To be done: Count how many lines of the records below contain the string "brown", treating uppercase and lowercase as different, and reply with the number alone.

Dataset:

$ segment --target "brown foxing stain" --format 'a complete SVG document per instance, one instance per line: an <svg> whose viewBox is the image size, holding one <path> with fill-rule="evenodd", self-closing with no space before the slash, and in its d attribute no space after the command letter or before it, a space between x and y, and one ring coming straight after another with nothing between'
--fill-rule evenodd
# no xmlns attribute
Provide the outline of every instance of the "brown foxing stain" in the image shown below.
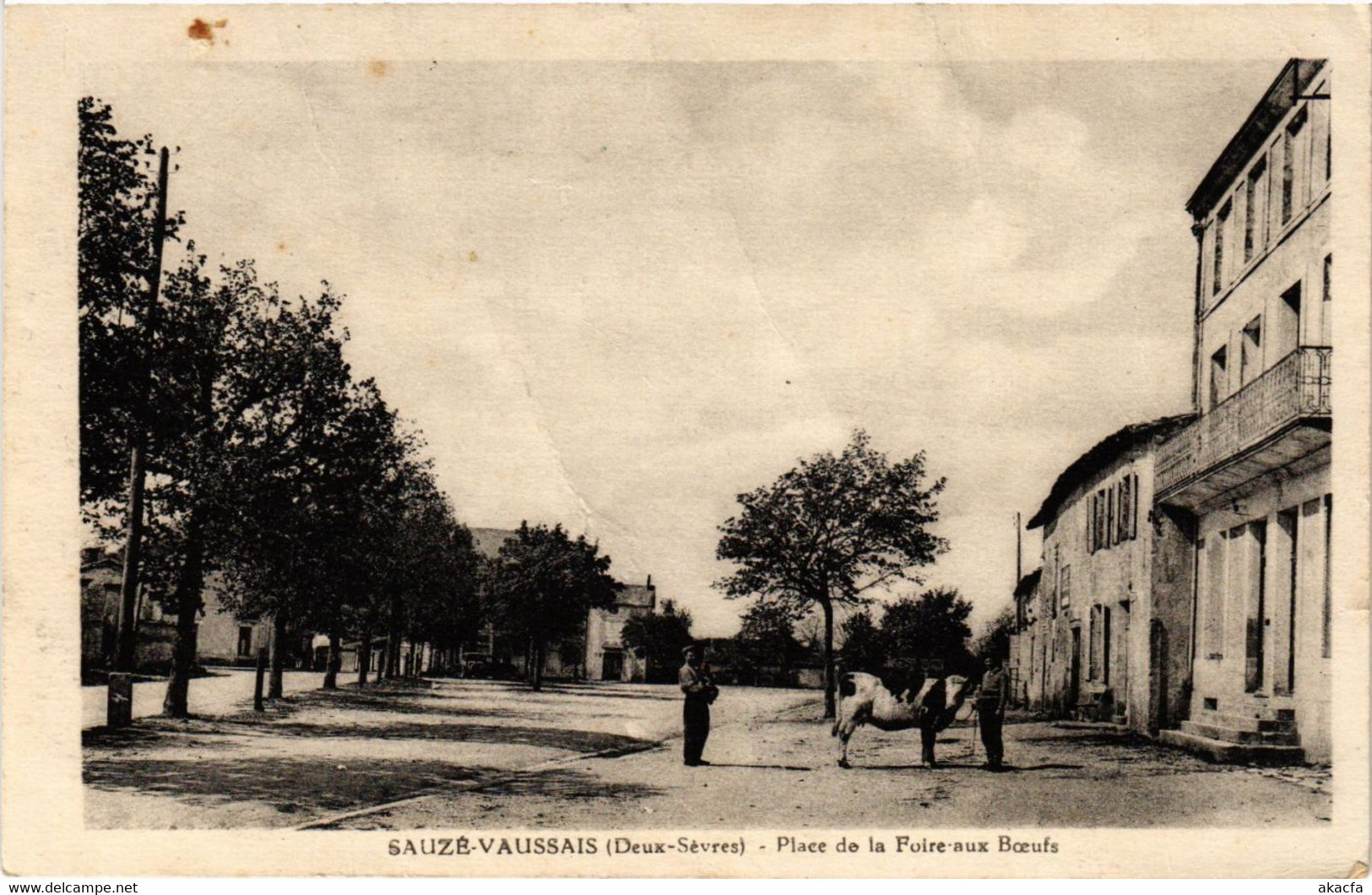
<svg viewBox="0 0 1372 895"><path fill-rule="evenodd" d="M204 19L195 19L191 26L185 29L187 37L191 40L203 40L207 44L214 44L214 32L217 29L228 25L228 19L215 19L214 22L206 22ZM224 41L228 43L228 41Z"/></svg>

Solution for this exercise: 2